Transcribe the passage of the Domeli article below from "Domeli is a" up to and including "high, vaulted ceiling.".

====== Selection ======

- Domeli Location in Punjab, India Domeli Domeli (India)
- Coordinates: 31°20′56″N 75°47′27″E﻿ / ﻿31.3488953°N 75.7907349°E
- Country: India
- State: Punjab
- District: Kapurthala

Population (2001)
- • Total: 3,000

Languages
- • Official: Punjabi
- Time zone: UTC+5:30 (IST)
- PIN: 144407
- Telephone code: 01824
- Vehicle registration: PB-36
- Nearest city: Phagwara

= Domeli, Kapurthala =

Domeli is a village in Tehsil Phagwara, Kapurthala district, in Punjab, India.

==Demographics==
According to the 2001 Census, Domeli has a population of 3,000 people. But now the population has increased by four times. Neighbouring villages include Gujratan, Miranpur, Rehana Jattan, Bhabhiana, Babeli, Dugga, Musapur, Jethpur, Bhakriana and Lutera Kalan.

==Gurdwara Thamm Sahib Patshahi Chhevin (6th)==
Domeli is sacred to Guru Hargobind Sahib Ji who, according to local tradition, visited the village on 11 Chet 1695 Bk / 9 March 1638. The Gurdwara dedicated to the Guru Ji's visit is the Thamm Sahib Patshahi Chevin (6th). It is said that the Guru Ji installed a wooden column (thamm, in Punjabi) which is preserved as a sacred relic. The Gurdwara, entered through a small gateway opening on a narrow lane inside the village, is a hall with a high, vaulted ceiling.

====== Provided data ======

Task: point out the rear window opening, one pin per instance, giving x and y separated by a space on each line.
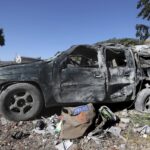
115 58
82 57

======

* Answer:
Domeli is a village in Tehsil Phagwara, Kapurthala district, in Punjab, India.

==Demographics==
According to the 2001 Census, Domeli has a population of 3,000 people. But now the population has increased by four times. Neighbouring villages include Gujratan, Miranpur, Rehana Jattan, Bhabhiana, Babeli, Dugga, Musapur, Jethpur, Bhakriana and Lutera Kalan.

==Gurdwara Thamm Sahib Patshahi Chhevin (6th)==
Domeli is sacred to Guru Hargobind Sahib Ji who, according to local tradition, visited the village on 11 Chet 1695 Bk / 9 March 1638. The Gurdwara dedicated to the Guru Ji's visit is the Thamm Sahib Patshahi Chevin (6th). It is said that the Guru Ji installed a wooden column (thamm, in Punjabi) which is preserved as a sacred relic. The Gurdwara, entered through a small gateway opening on a narrow lane inside the village, is a hall with a high, vaulted ceiling.